┌─ Source

FROM 1999:  JENKINS-DENSMORE EXCHANGE

 

 

---------- Forwarded message ----------

Date: Wed, 26 May 1999 10:46:53 EDT

From: Henry Jenkins <henry3@MIT.EDU>

To: Bill Densmore <densmore@rmc1.crocker.com>

Subject: Re: IIPC: Preserving Information Democracy; the media role

 

Bill:

 

Thanks for sharing this. I enjoyed our conversation yesterday. It is clear we are thinking along somewhat similar lines. I am sketching this in swiftly so I hope it is clear. In any case, we can discuss it more fully.

 

My own research has centrally concerned the ways that popular audiences consume and create value from the resources provided them by the mass media.

 

As I suggested yesterday, I don't find the lowest common denominator model helpful for thinking about the success of most popular entertainment. Rather, I see the popular audience composed of a coalition of different audience interests who may share certain programs, films, stories in common but who get fundamentally different things from them and who interact with them in different ways.

 

The most creative producers understand this now, while the broadcasting paradigm helps to mask the degree of diversity and fragmentation of the contemporary media audience. It is clearer when we go on line and survey the range of web sites constructed around a particular series or parse through the flame wars on fan discussion lists which occur when radically different reading publics are brought together.

└─

## [Jobs]
1. According to the email, what has Henry Jenkins's own research centrally concerned?
2. List the things that, according to the email, the different audience interests may share in common.
3. Summarize the email in two sentences.

┌─ Data supplied

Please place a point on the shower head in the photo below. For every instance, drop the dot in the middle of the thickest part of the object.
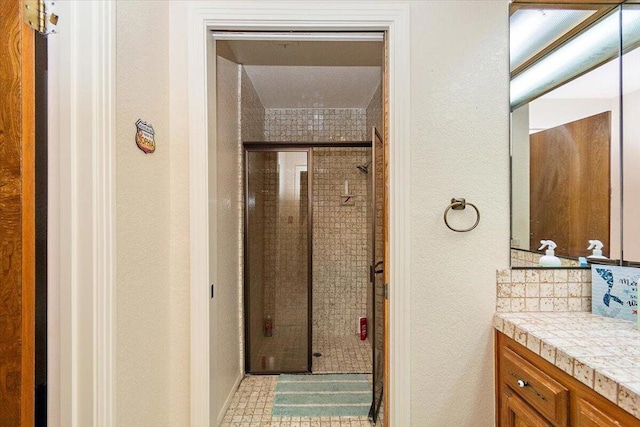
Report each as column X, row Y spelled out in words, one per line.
column 365, row 167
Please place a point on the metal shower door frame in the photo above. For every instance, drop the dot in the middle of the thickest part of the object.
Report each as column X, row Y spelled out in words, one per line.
column 277, row 147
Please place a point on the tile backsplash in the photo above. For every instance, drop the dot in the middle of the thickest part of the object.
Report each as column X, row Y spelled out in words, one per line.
column 522, row 258
column 543, row 290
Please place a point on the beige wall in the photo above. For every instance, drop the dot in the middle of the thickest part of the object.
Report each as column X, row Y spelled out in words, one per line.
column 143, row 217
column 459, row 148
column 520, row 153
column 224, row 250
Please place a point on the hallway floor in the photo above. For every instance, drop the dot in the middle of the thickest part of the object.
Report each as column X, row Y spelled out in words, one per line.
column 344, row 354
column 253, row 402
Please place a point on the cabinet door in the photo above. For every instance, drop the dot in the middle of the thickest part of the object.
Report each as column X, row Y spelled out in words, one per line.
column 517, row 413
column 588, row 415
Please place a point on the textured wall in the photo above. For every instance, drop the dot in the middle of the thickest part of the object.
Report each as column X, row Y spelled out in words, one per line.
column 459, row 148
column 143, row 217
column 315, row 124
column 341, row 253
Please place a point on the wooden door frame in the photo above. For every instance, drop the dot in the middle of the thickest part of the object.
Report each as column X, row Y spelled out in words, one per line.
column 391, row 17
column 17, row 211
column 81, row 216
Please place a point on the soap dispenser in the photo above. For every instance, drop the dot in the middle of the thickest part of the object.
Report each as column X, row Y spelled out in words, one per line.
column 596, row 245
column 549, row 259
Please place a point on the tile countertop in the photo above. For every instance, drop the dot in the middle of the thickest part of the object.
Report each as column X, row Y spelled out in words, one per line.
column 601, row 352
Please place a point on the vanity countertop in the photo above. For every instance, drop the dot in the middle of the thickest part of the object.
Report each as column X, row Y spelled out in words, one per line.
column 601, row 352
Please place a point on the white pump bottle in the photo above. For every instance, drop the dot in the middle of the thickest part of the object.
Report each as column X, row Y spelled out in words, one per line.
column 596, row 245
column 549, row 259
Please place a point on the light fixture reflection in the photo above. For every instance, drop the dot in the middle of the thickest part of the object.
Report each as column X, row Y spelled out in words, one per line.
column 589, row 49
column 531, row 30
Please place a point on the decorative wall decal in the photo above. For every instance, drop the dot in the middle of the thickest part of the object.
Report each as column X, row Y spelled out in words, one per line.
column 145, row 137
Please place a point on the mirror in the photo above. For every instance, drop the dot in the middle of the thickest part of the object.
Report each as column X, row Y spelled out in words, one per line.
column 575, row 144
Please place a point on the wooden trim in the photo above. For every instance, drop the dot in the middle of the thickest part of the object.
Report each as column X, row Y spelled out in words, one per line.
column 568, row 2
column 17, row 213
column 386, row 383
column 28, row 227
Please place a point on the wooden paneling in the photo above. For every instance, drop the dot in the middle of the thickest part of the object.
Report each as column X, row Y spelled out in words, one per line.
column 385, row 233
column 17, row 235
column 570, row 185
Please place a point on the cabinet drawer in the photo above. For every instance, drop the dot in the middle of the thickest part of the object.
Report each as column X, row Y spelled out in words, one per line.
column 538, row 389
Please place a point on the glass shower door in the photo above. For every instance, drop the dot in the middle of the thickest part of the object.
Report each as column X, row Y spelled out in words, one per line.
column 378, row 276
column 277, row 267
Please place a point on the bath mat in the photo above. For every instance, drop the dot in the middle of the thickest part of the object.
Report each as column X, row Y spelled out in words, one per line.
column 340, row 395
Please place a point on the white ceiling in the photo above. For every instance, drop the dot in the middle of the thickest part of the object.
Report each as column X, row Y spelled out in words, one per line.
column 603, row 82
column 307, row 74
column 314, row 86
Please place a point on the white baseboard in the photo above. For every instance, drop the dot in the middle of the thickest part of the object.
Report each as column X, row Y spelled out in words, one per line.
column 229, row 398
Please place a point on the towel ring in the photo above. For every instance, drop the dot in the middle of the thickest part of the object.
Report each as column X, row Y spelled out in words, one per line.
column 460, row 204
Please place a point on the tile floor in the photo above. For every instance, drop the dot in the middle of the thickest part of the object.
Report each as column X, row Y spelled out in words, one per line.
column 252, row 404
column 344, row 354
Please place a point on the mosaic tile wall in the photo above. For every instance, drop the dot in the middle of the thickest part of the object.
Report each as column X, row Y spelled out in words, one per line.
column 340, row 241
column 543, row 290
column 374, row 111
column 257, row 166
column 521, row 258
column 315, row 124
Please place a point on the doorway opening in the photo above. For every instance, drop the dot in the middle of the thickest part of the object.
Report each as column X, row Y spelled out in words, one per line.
column 305, row 112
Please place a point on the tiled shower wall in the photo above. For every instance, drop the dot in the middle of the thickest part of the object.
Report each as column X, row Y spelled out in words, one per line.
column 340, row 240
column 315, row 124
column 252, row 111
column 374, row 112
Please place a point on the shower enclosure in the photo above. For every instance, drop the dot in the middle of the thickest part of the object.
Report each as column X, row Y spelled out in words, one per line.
column 314, row 233
column 277, row 268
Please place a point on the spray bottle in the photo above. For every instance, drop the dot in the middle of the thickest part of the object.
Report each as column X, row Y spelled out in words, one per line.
column 549, row 259
column 596, row 245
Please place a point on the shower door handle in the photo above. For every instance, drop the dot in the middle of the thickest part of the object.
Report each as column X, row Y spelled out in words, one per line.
column 373, row 270
column 378, row 264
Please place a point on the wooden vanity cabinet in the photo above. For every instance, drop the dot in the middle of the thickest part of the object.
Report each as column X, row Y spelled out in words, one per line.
column 531, row 392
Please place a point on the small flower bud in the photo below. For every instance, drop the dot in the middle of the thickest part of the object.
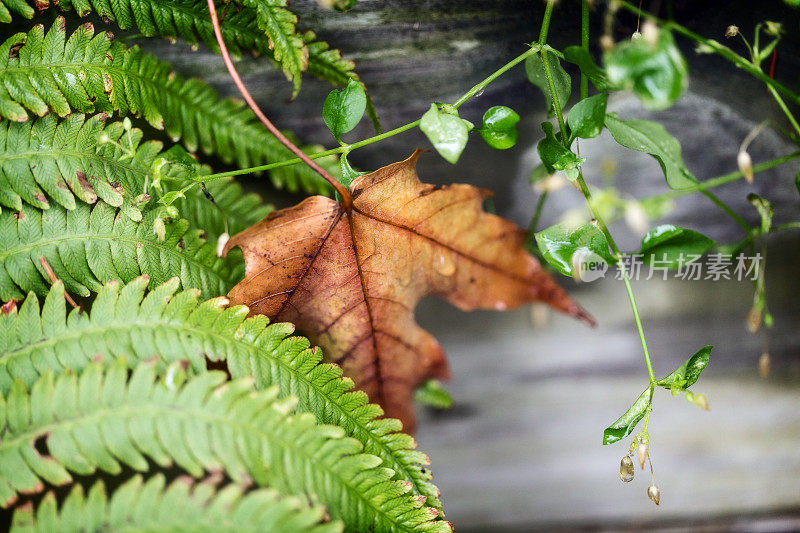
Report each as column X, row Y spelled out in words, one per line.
column 626, row 470
column 745, row 165
column 763, row 365
column 221, row 242
column 654, row 494
column 701, row 401
column 641, row 453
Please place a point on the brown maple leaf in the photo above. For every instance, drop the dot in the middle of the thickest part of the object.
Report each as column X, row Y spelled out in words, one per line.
column 350, row 277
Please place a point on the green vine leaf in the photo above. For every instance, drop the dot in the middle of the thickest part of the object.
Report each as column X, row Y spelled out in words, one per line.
column 575, row 251
column 587, row 118
column 671, row 246
column 205, row 424
column 625, row 424
column 342, row 110
column 534, row 67
column 499, row 128
column 107, row 77
column 553, row 154
column 124, row 321
column 651, row 66
column 687, row 374
column 582, row 58
column 447, row 132
column 151, row 505
column 651, row 138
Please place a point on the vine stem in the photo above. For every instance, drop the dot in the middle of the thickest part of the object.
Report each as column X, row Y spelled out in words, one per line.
column 347, row 199
column 584, row 188
column 348, row 147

└─

## [List of solutions]
1. The ways that popular audiences consume and create value from the resources provided them by the mass media.

2. Programs, films, stories

3. Henry Jenkins tells Bill Densmore that his research concerns how popular audiences consume and create value from mass media resources, and that he sees the popular audience as a coalition of different interests rather than through the lowest common denominator model. He says the most creative producers understand this while the broadcasting paradigm masks the audience's diversity, which becomes clearer online in web sites built around a series and in flame wars on fan discussion lists.